--- Begin Records for this task ---
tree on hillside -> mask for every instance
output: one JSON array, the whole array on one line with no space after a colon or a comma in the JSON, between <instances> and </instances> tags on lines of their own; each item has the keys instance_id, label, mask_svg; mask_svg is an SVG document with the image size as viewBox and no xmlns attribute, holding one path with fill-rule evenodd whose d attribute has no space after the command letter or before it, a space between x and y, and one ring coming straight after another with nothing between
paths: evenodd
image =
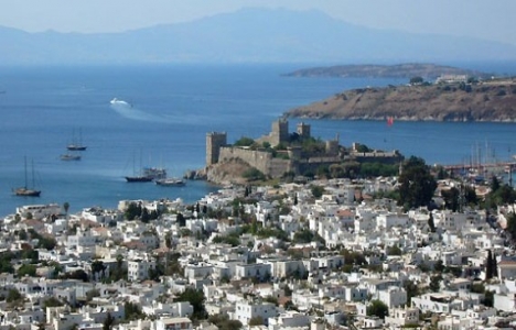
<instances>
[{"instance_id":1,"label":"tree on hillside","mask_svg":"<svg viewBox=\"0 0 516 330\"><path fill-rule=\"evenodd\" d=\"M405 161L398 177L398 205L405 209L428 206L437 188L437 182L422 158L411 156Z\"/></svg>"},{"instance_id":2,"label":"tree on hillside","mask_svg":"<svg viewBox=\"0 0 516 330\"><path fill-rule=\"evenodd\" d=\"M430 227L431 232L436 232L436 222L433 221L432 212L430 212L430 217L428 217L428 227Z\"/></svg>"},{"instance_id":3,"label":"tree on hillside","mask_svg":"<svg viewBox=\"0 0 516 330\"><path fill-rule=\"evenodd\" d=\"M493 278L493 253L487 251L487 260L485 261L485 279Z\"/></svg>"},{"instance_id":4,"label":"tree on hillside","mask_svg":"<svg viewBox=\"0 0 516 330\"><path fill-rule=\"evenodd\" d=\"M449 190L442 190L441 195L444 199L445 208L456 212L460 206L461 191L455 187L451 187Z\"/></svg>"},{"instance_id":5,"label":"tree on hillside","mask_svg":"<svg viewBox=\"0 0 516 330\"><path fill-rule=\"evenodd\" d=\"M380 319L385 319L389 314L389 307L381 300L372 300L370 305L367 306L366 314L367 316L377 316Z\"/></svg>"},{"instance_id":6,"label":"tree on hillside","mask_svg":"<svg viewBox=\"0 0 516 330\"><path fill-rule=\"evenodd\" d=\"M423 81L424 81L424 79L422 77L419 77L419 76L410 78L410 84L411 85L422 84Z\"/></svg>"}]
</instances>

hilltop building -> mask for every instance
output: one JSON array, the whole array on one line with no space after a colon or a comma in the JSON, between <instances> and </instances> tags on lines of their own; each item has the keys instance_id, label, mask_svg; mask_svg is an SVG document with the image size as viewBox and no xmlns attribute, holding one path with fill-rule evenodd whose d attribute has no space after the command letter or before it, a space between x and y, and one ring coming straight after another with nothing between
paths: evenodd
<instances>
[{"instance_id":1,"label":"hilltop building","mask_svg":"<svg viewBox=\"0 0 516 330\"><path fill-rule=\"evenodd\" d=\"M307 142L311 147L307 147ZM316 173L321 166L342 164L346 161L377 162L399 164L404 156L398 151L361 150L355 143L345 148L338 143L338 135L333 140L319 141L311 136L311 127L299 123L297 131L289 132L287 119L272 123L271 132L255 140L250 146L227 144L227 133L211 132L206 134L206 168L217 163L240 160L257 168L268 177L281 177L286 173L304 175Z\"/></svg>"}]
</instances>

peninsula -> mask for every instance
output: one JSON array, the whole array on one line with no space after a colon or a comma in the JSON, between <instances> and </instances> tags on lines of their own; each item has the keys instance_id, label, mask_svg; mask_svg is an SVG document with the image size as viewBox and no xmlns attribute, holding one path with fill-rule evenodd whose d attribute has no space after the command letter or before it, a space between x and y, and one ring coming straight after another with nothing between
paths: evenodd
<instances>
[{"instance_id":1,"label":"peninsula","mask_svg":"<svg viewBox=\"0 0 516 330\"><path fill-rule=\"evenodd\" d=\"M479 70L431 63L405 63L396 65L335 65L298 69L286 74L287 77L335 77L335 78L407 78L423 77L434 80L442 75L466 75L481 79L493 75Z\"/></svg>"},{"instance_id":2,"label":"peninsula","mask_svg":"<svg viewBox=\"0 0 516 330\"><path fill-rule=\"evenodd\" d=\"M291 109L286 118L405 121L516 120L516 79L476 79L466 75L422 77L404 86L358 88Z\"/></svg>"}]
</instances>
--- End Records for this task ---
--- Begin Records for this task ---
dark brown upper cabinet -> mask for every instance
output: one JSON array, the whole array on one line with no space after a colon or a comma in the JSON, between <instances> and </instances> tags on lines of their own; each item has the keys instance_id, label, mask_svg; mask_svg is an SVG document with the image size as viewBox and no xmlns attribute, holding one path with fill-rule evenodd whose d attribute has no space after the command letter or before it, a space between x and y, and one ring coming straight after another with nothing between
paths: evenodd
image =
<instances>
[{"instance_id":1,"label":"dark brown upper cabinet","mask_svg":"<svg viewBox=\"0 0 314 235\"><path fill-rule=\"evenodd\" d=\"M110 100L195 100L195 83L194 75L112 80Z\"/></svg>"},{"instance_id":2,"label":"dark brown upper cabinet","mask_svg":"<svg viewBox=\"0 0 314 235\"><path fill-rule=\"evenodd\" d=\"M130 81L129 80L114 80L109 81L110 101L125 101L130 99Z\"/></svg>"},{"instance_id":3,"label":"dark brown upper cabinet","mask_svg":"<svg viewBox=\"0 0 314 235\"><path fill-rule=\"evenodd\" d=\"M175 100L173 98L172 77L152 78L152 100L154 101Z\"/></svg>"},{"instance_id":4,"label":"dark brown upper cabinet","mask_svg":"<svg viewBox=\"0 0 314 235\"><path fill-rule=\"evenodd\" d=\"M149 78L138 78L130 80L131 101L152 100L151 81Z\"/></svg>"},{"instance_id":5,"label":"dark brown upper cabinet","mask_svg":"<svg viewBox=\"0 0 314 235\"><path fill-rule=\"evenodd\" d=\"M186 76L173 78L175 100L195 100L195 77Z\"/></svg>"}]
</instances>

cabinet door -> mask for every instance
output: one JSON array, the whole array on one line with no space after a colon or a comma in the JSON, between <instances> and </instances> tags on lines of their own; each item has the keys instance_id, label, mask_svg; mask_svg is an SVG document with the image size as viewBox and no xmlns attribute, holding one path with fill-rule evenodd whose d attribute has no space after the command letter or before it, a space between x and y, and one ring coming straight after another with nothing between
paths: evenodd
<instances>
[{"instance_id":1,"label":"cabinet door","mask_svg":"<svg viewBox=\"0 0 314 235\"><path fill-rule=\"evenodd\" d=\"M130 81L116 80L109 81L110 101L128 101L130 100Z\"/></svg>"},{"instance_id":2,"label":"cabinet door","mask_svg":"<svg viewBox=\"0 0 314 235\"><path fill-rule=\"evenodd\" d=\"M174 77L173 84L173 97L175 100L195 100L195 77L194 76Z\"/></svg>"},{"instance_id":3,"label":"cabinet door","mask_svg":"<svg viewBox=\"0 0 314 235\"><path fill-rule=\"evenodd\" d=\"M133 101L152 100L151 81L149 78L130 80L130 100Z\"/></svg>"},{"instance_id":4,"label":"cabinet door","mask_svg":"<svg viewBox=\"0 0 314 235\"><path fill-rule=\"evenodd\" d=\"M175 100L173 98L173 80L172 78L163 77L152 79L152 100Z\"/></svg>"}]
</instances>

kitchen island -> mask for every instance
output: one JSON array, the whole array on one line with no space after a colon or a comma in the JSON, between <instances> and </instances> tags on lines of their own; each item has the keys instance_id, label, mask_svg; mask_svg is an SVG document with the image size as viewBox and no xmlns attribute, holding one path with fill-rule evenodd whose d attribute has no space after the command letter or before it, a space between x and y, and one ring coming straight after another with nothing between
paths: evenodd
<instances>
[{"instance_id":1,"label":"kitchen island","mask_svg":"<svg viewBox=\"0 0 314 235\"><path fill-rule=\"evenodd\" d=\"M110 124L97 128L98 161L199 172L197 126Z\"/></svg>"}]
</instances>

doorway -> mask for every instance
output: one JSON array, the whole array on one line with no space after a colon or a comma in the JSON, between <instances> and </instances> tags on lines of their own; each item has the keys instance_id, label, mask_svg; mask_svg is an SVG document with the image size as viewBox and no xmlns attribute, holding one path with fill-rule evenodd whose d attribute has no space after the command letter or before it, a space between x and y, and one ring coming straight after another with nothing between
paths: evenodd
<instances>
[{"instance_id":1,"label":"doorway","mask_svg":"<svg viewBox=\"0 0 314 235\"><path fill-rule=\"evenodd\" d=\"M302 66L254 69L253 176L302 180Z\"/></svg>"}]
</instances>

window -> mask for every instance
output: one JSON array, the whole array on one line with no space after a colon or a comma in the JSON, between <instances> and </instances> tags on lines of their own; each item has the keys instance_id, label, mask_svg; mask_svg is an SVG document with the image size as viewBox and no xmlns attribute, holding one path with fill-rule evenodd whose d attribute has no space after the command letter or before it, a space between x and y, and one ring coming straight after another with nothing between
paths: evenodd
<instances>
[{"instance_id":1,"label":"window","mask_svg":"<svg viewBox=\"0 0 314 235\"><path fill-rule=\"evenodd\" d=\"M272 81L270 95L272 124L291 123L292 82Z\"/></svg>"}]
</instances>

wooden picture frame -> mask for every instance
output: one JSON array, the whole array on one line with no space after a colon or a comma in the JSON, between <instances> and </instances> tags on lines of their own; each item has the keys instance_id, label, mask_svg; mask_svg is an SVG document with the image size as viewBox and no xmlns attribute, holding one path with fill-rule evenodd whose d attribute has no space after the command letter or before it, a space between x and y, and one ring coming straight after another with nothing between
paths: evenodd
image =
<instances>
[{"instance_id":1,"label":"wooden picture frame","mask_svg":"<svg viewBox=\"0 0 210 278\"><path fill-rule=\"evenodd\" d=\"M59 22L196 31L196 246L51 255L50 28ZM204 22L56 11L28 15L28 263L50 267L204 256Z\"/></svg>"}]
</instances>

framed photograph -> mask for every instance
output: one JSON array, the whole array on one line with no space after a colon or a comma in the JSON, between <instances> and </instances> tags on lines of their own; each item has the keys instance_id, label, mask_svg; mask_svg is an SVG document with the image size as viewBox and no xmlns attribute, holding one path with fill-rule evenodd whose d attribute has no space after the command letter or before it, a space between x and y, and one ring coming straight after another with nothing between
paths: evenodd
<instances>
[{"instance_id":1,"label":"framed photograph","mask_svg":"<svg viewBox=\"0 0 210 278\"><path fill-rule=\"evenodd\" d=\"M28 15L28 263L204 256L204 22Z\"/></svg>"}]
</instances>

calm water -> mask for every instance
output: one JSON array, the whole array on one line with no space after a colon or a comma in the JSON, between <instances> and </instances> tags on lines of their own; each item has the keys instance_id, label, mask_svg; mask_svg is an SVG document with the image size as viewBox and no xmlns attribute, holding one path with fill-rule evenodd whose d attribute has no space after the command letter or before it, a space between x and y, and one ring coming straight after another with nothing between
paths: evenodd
--- End Records for this task ---
Written instruction -
Copy out every line in the entries above that contains the string "photograph", matching case exactly.

Reply to the exercise -
framed photograph -> mask for every instance
[{"instance_id":1,"label":"framed photograph","mask_svg":"<svg viewBox=\"0 0 210 278\"><path fill-rule=\"evenodd\" d=\"M28 15L28 263L204 256L204 22Z\"/></svg>"}]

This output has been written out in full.